═════ Material for this task ═════

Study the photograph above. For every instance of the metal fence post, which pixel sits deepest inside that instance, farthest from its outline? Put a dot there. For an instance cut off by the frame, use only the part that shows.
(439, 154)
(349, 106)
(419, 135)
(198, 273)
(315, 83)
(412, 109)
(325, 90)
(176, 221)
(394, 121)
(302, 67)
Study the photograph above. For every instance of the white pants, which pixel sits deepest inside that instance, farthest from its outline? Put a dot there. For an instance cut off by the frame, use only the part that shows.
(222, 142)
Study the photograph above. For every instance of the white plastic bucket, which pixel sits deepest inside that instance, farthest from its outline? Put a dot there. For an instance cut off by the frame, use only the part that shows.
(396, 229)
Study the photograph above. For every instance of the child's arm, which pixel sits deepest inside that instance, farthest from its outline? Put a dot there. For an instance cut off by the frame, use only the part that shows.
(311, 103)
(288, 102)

═════
═════ Material for this task ═════

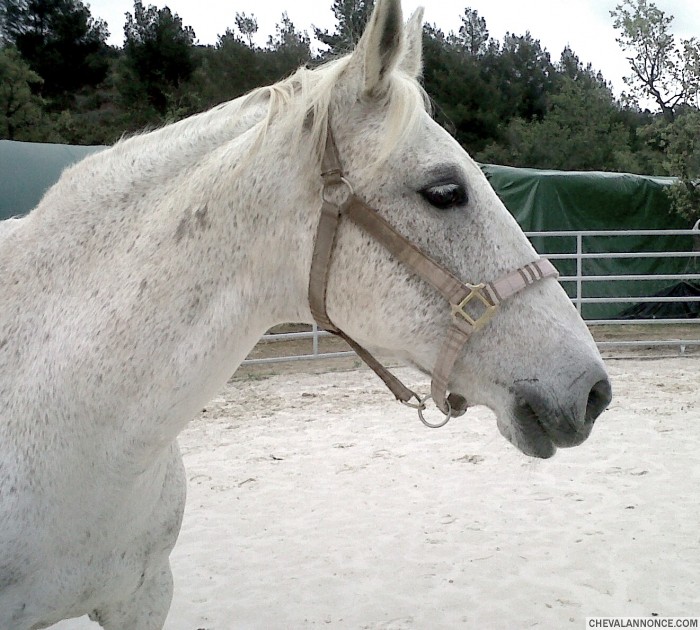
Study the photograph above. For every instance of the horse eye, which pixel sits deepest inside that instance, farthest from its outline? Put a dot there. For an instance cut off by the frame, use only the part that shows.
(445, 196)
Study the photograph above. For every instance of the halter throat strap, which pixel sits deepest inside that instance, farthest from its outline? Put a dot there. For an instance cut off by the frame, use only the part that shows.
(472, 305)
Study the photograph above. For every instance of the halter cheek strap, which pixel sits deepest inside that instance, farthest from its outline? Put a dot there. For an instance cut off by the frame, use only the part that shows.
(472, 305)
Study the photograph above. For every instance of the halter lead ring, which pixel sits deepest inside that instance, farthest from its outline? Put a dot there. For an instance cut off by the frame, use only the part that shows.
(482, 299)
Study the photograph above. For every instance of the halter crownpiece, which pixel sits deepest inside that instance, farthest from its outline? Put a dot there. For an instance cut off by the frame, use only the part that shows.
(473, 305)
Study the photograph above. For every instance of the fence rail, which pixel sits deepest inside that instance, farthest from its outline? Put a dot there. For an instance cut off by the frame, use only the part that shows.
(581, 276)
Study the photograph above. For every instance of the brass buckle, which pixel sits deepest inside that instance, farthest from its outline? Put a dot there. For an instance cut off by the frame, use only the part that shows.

═════

▶ _Stated goal_
Write out the items again, starting at the line containing "the halter cheek" and ending at the line containing "Study the photograph above. For every instance of the brass". Keep the requests unchanged and increase every coordinate in the answers by 23.

▶ _Answer to this task_
Study the photograph above. For every instance of the halter cheek strap, which pixel sits deepest inside that instance, farthest from its outline? Put a dot there. For an instance cut off by the frame, use only the part that shows.
(495, 328)
Study the photograph above. For every instance of the halter lead ring, which pixel sits deepest inside that instance, farthest from its outline? Put a dot there. For an instance cut off by the frame, use only the part that shows.
(505, 322)
Study the photograph above. For every instance of the halter crownpiece, which pixel sits deepest inside that instance, farthest from its outline? Put a dot there. For an instance cut off by the frame, use only the part that shows.
(496, 328)
Study the photograph above. For every instance of the fence rail, which pixel sits deepest inside that instance, farthest from its outline? Put a dot there. For an instance cut off by the frame, use only the part that shows.
(604, 299)
Study the photograph above. For every instance of the brass buckle, which pixel sits deepest inside that instance, farthest from its outline? Put a dot there. For an instance cut off by the frame, use only the part that shows.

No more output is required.